Problem requirements:
Return each record unchanged and drop the images.
══════
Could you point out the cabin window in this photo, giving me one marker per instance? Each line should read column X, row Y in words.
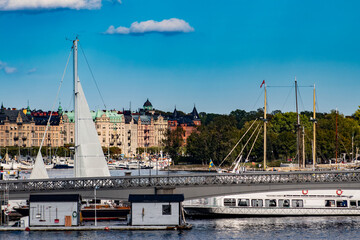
column 256, row 202
column 329, row 203
column 284, row 203
column 297, row 203
column 342, row 203
column 231, row 202
column 270, row 202
column 243, row 203
column 167, row 209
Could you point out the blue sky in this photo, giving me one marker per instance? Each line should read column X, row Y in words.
column 216, row 56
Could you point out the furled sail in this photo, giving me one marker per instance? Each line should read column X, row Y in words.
column 90, row 160
column 39, row 170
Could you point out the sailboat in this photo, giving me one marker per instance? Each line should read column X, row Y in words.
column 89, row 157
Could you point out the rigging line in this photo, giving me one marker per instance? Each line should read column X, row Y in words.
column 239, row 156
column 92, row 75
column 316, row 102
column 237, row 143
column 257, row 99
column 302, row 103
column 288, row 86
column 252, row 146
column 291, row 89
column 71, row 101
column 53, row 107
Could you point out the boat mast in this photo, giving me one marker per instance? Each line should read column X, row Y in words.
column 297, row 128
column 314, row 131
column 76, row 80
column 264, row 125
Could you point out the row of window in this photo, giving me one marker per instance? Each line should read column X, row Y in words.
column 284, row 203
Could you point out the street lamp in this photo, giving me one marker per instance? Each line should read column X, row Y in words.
column 96, row 187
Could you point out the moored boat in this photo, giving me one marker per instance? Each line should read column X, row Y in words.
column 335, row 202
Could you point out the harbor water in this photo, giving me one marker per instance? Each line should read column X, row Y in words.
column 230, row 228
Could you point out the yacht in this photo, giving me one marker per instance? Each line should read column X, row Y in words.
column 329, row 202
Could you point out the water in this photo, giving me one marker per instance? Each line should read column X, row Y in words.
column 68, row 173
column 232, row 228
column 235, row 228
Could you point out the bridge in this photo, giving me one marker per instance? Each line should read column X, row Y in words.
column 191, row 185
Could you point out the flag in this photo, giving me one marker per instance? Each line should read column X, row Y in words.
column 211, row 164
column 262, row 83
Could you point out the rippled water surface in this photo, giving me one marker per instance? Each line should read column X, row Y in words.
column 243, row 228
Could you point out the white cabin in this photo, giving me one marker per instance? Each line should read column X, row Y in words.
column 156, row 210
column 54, row 210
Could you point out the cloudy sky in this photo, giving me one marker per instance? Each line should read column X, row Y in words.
column 214, row 54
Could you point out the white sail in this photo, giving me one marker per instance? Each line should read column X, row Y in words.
column 90, row 160
column 39, row 170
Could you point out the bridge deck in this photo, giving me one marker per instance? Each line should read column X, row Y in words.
column 263, row 179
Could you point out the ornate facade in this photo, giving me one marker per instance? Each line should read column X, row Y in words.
column 126, row 130
column 26, row 129
column 188, row 123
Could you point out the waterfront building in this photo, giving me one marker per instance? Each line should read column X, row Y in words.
column 54, row 210
column 26, row 128
column 156, row 210
column 188, row 123
column 126, row 130
column 111, row 127
column 151, row 126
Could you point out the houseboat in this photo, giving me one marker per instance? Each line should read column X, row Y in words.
column 331, row 202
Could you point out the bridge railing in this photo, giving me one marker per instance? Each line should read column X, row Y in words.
column 189, row 180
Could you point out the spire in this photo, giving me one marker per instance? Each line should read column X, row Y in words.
column 28, row 110
column 148, row 105
column 175, row 114
column 60, row 111
column 195, row 114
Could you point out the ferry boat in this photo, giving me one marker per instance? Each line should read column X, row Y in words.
column 335, row 202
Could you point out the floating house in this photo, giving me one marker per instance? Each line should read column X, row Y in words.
column 156, row 210
column 54, row 210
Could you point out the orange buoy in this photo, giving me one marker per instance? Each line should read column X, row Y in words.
column 339, row 192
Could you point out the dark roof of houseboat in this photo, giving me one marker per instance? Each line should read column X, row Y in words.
column 156, row 198
column 55, row 198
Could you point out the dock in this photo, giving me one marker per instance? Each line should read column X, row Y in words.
column 97, row 228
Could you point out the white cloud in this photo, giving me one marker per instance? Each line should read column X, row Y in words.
column 14, row 5
column 8, row 70
column 32, row 70
column 172, row 25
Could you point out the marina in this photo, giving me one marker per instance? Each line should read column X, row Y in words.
column 179, row 120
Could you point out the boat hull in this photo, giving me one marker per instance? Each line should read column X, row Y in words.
column 224, row 212
column 105, row 214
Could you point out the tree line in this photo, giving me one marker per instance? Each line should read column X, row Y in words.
column 218, row 134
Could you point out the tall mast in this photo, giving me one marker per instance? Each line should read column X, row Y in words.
column 303, row 146
column 297, row 127
column 265, row 126
column 336, row 142
column 76, row 116
column 314, row 131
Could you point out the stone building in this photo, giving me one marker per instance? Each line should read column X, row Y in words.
column 112, row 129
column 188, row 123
column 26, row 129
column 126, row 130
column 151, row 126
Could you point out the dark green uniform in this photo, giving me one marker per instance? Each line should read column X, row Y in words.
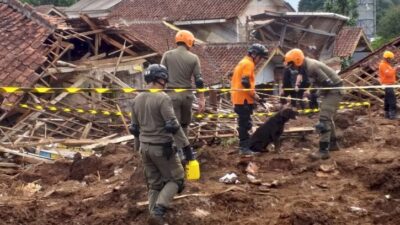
column 164, row 176
column 319, row 73
column 182, row 65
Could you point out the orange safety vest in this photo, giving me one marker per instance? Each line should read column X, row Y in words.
column 387, row 74
column 244, row 68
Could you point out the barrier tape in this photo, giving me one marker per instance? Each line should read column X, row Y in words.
column 73, row 90
column 269, row 114
column 54, row 108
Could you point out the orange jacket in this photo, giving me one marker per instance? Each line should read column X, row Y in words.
column 244, row 68
column 387, row 74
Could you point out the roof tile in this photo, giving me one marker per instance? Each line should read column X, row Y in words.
column 346, row 41
column 178, row 10
column 22, row 33
column 216, row 60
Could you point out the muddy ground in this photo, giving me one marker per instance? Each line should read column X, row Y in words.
column 359, row 185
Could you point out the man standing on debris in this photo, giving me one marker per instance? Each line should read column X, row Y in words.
══════
Written reply:
Could you point out the cabin window in this photo, giving me one marker per instance? Each line should read column X, row Y in words.
column 256, row 202
column 329, row 203
column 284, row 203
column 297, row 203
column 342, row 203
column 231, row 202
column 270, row 202
column 243, row 203
column 167, row 209
Could you point out the blue sky in this photo, giving me one marker per instance? Each line should read column X, row Y in words.
column 216, row 56
Could you point out the furled sail in this photo, giving me one marker per instance? Each line should read column X, row Y in words.
column 90, row 160
column 39, row 170
Could you point out the sailboat in this photo, giving me one marker per instance? Each line should read column X, row Y in words.
column 89, row 157
Could you point out the rigging line in this photo, giving me one marker per instance? Each line should read column X, row Y in words.
column 239, row 156
column 92, row 75
column 316, row 102
column 237, row 143
column 257, row 99
column 302, row 103
column 288, row 86
column 252, row 146
column 291, row 89
column 71, row 101
column 53, row 107
Could you point out the boat mast in this photo, giving me one marker per instance? Each line should read column X, row Y in words.
column 297, row 128
column 314, row 131
column 76, row 80
column 264, row 125
Could you point out the row of window in this photo, giving me one marker per instance? Each line should read column X, row Y in words.
column 284, row 203
Could you point out the street lamp in this photo, giving me one marker per instance? Each line should read column X, row Y in words.
column 96, row 187
Could you point out the moored boat in this photo, giving me one marker per instance? Each line should read column X, row Y in words.
column 335, row 202
Could you point out the harbor water in this photo, giving me one marker per instance? Each line should read column X, row Y in words.
column 230, row 228
Could you point out the yacht in this photo, giving me one marker per instance? Each line should read column X, row Y in words.
column 329, row 202
Could you point out the water in this photo, giving me one marker per instance? Each line should read column X, row Y in words.
column 68, row 173
column 232, row 228
column 235, row 228
Could you point out the bridge in this photo, giving me one marker per instance? Each line should read column X, row Y in words.
column 191, row 185
Could you point out the flag in this photo, giving me one marker per instance? Each line should read column X, row Y in words.
column 211, row 164
column 262, row 83
Could you point out the rippled water surface in this photo, giving me one marker per instance? Each line should read column X, row Y in words.
column 243, row 228
Could you point out the white cabin in this photo, giving me one marker per instance? Each line should read column X, row Y in words.
column 156, row 210
column 54, row 210
Could you point out the cloudy sky in this photo, giving me one marker per instance? Each line should read column X, row Y in words.
column 214, row 54
Could you point out the white sail in this photo, giving me one marker per instance? Each line should read column X, row Y in words.
column 90, row 160
column 39, row 170
Could you point out the bridge deck in this photo, giving me one marker per instance? Each line should read column X, row Y in words.
column 263, row 179
Could you point out the ornate facade in this photo, giving me one marker per instance? Each line should read column X, row Y in words.
column 126, row 130
column 26, row 129
column 188, row 123
Could you point out the waterfront building in this photo, giving me one marker per instance? Each line should read column X, row Y in words.
column 54, row 210
column 26, row 128
column 156, row 210
column 188, row 123
column 126, row 130
column 111, row 127
column 151, row 126
Could you point out the houseboat in this photo, giving me one marker per instance? Each line should read column X, row Y in words.
column 331, row 202
Could you point out the bridge railing in this photo, giving me one marker per instance? Each line should read column X, row Y in words.
column 189, row 180
Could you point out the spire in this photo, giving me one marker per instance? Each line should read column X, row Y in words.
column 28, row 110
column 148, row 105
column 175, row 114
column 60, row 111
column 195, row 114
Could you point out the ferry boat in this photo, giving me one marker per instance? Each line should read column X, row Y in words.
column 335, row 202
Could you point out the floating house in this photo, giving me one marker per instance? Each line should read column X, row Y in words.
column 156, row 210
column 54, row 210
Could you point out the orange buoy in this photo, giving me one marker per instance? Each line should read column X, row Y in words.
column 339, row 192
Could you point out the dark roof of houseboat in this photo, giving me one marker per instance? Each line should read column X, row Y in words.
column 156, row 198
column 55, row 198
Could you point out the dock in this photo, giving me one marker per instance? Each line should read column X, row Y in words.
column 97, row 228
Could you point out the white cloud in this photo, giving me one marker per instance? Each line should read column X, row Y in words.
column 14, row 5
column 8, row 70
column 32, row 70
column 172, row 25
Could you point out the marina in this photo, giving me one marker per instance? Each line should read column X, row Y in words.
column 179, row 120
Could you point out the boat hull in this photo, giving me one marker per instance? Each line should read column X, row Y in words.
column 224, row 212
column 105, row 214
Could you point out the tree line in this photo, giving me one marker per instance? Each line should read column X, row Y in words.
column 218, row 134
Could you point out the tall mast in this photo, giving me one marker per instance? Each line should read column X, row Y in words.
column 303, row 146
column 297, row 127
column 265, row 126
column 336, row 142
column 76, row 116
column 314, row 131
Could you point out the stone building in this photo, giving me one marker per instance? Each line should read column X, row Y in words.
column 112, row 129
column 188, row 123
column 26, row 129
column 126, row 130
column 151, row 126
Could you point out the dark green uniform in this photo, giving me one marker per instance? Each line should read column X, row Y in words.
column 164, row 176
column 319, row 73
column 182, row 65
Could you point out the orange safety vest in this photo, giving me one marker per instance? Each line should read column X, row Y in words.
column 387, row 74
column 244, row 68
Could you point out the barrier tape in this photo, giving me one marker per instance? Each line should read column X, row Y in words.
column 73, row 90
column 269, row 114
column 54, row 108
Could you point out the orange jacket in this photo, giving me one marker per instance? Each line should read column X, row Y in words.
column 244, row 68
column 387, row 74
Could you point out the roof tile in this photo, giving me one marker per instance? Each line should read column X, row Y in words.
column 346, row 41
column 178, row 10
column 22, row 33
column 216, row 60
Could you point out the muddy ground in this photo, giving me one marker per instance? Each line should read column X, row Y in words.
column 359, row 185
Could you point out the man standing on debris in this photo, giving me one marker per instance? Each line should read column X, row Y in words.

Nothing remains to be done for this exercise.